Required work: Convert every line of the material below into a JSON list of strings, one string per line, leaving out any blank lines.

# START OF Input data

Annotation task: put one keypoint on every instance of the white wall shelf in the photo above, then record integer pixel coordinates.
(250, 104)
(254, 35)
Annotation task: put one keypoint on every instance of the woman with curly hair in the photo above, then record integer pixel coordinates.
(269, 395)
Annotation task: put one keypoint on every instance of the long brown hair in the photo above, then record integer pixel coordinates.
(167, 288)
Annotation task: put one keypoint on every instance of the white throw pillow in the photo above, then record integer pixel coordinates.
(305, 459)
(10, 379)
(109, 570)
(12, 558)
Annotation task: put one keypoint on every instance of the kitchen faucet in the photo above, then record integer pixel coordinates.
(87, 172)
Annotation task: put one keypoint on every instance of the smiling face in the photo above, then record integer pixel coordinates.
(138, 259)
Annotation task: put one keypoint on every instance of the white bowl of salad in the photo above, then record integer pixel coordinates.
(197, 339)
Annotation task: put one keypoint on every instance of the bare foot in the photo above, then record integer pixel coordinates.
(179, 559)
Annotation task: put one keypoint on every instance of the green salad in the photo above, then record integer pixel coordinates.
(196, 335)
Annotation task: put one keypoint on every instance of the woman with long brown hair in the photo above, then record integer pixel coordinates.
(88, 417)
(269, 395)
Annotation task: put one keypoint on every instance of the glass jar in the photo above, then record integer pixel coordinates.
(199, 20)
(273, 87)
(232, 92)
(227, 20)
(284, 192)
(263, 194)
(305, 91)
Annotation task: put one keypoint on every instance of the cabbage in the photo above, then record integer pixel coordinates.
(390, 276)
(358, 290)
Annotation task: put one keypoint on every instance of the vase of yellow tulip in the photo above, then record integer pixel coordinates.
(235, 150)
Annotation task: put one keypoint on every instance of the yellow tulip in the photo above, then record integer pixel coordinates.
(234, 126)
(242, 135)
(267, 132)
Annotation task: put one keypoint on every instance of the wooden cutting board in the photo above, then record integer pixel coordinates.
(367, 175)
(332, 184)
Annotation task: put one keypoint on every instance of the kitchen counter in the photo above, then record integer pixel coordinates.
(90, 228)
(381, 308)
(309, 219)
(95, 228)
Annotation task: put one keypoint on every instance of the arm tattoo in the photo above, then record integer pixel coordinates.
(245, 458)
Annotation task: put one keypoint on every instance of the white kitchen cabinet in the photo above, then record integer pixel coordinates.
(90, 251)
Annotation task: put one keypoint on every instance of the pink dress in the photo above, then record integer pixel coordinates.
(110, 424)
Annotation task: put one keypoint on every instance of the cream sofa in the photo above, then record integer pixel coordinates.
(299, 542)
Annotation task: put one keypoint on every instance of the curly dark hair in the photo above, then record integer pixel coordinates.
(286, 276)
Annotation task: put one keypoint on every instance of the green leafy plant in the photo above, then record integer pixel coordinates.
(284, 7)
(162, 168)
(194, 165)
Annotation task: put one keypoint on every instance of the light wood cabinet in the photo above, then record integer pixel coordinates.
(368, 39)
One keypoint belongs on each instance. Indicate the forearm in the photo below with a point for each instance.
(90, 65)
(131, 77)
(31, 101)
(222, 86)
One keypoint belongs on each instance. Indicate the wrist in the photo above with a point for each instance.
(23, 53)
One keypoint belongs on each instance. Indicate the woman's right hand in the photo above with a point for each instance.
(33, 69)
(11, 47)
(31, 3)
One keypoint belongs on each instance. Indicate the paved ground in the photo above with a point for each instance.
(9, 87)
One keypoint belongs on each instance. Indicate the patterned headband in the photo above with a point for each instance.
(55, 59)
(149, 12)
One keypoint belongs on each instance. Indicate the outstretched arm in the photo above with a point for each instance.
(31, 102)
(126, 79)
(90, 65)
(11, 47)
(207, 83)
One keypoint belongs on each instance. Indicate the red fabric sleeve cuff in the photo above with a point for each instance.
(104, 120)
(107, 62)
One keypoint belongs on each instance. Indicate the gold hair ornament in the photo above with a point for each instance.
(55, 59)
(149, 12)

# END OF Input data

Answer:
[
  "Annotation task: put one keypoint on every instance of the white wall shelf in the photo above, then record integer pixel coordinates.",
  "(250, 104)",
  "(254, 35)",
  "Annotation task: put one keypoint on every instance of the woman with curly hair in the photo above, then record integer pixel coordinates.",
  "(269, 395)",
  "Annotation task: put one keypoint on every instance of the long brown hair in the photo above, then record integer pixel coordinates.",
  "(167, 288)",
  "Annotation task: put one keypoint on every instance of the white throw pillow in the photo above, then record integer pixel coordinates.",
  "(305, 459)",
  "(10, 379)",
  "(109, 570)",
  "(12, 558)",
  "Annotation task: put one keypoint on every instance of the kitchen faucet in the photo above, then record integer pixel coordinates.",
  "(87, 172)",
  "Annotation task: put one keypoint on every instance of the smiling face in the photo above, then record integer pixel coordinates.",
  "(138, 259)",
  "Annotation task: put one keypoint on every instance of the white bowl of salad in the photo above, then record integer pixel coordinates.",
  "(197, 339)",
  "Annotation task: put one keypoint on every instance of the bare foot in the photo above, then record integer pixel coordinates.",
  "(179, 559)",
  "Annotation task: put one keypoint on every instance of the green salad in the photo above, then record integer pixel coordinates.",
  "(196, 335)",
  "Annotation task: put one keypoint on every instance of the woman with long brown hair in the photo above, then record integer pixel coordinates.",
  "(88, 417)",
  "(269, 395)",
  "Annotation task: put one keypoint on every instance of the glass jar in the photo above, then record integer pixel coordinates.",
  "(199, 20)",
  "(273, 87)",
  "(232, 92)",
  "(227, 20)",
  "(284, 192)",
  "(263, 194)",
  "(305, 91)",
  "Annotation task: put one keypoint on every instance of the cabbage in the photo above, then record integer pixel coordinates.",
  "(390, 276)",
  "(358, 290)",
  "Annotation task: put one keypoint on every instance of the vase of yellow tulip in the photo above, then record integer pixel coordinates.",
  "(235, 150)",
  "Annotation task: put one keypoint on every instance of the yellow tulip in the photo above, then record integer pixel coordinates.",
  "(234, 126)",
  "(242, 135)",
  "(267, 132)",
  "Annotation task: put one keypoint on every instance of the wooden cutting board in the photo above, then record integer pixel coordinates.",
  "(367, 175)",
  "(332, 184)",
  "Annotation task: put one keypoint on every instance of the kitchen counter in the photo above, then record integer pixel coordinates.",
  "(90, 228)",
  "(381, 308)",
  "(309, 219)",
  "(95, 228)",
  "Annotation task: put one keypoint on every instance of the arm tattoo in the photo above, then record integer pixel coordinates.",
  "(245, 458)",
  "Annotation task: put one keypoint on every instance of the white kitchen cabinet in the photo above, then record integer pixel coordinates.",
  "(90, 251)",
  "Annotation task: put one keypoint on every instance of the pink dress in the photo above, then record integer pixel coordinates.",
  "(110, 424)",
  "Annotation task: put one keypoint on every instance of the cream sofa in the photo above, then record integer pixel coordinates.",
  "(299, 542)",
  "Annotation task: put one keypoint on every instance of the curly dark hair in the photo above, then record integer pixel coordinates.",
  "(286, 276)",
  "Annotation task: put one keypoint on every instance of the green leafy plant in the photo above, then record integer pixel coordinates.",
  "(284, 7)",
  "(162, 168)",
  "(194, 165)",
  "Annotation task: put one keypoint on every instance of the light wood cabinet in the photo above, then record integer pixel coordinates.",
  "(368, 39)",
  "One keypoint belongs on each instance. Indicate the forearm in the photo below with a point for each instance.",
  "(90, 65)",
  "(131, 77)",
  "(31, 101)",
  "(222, 86)",
  "One keypoint belongs on each instance. Indicate the wrist in the photo above with a point for each instance.",
  "(23, 53)",
  "One keypoint belongs on each instance. Indicate the woman's right hand in the photo above with a point for each instance.",
  "(33, 69)",
  "(11, 47)",
  "(31, 3)",
  "One keypoint belongs on each instance. Indicate the paved ground in the photo above with a point for each instance.",
  "(9, 87)",
  "One keypoint belongs on each instance. Indicate the patterned headband in the photo above with a point for each instance.",
  "(55, 59)",
  "(149, 12)",
  "One keypoint belongs on each instance. Indicate the outstretched arm in the photo above with a point for each instance.",
  "(31, 102)",
  "(126, 79)",
  "(90, 65)",
  "(11, 47)",
  "(207, 83)",
  "One keypoint belongs on each instance. Indicate the red fabric sleeve cuff in the photo above with a point for each instance.",
  "(104, 120)",
  "(107, 62)",
  "One keypoint belongs on each instance. Indicate the gold hair ornament in the photo above with a point for each instance.",
  "(55, 59)",
  "(149, 12)"
]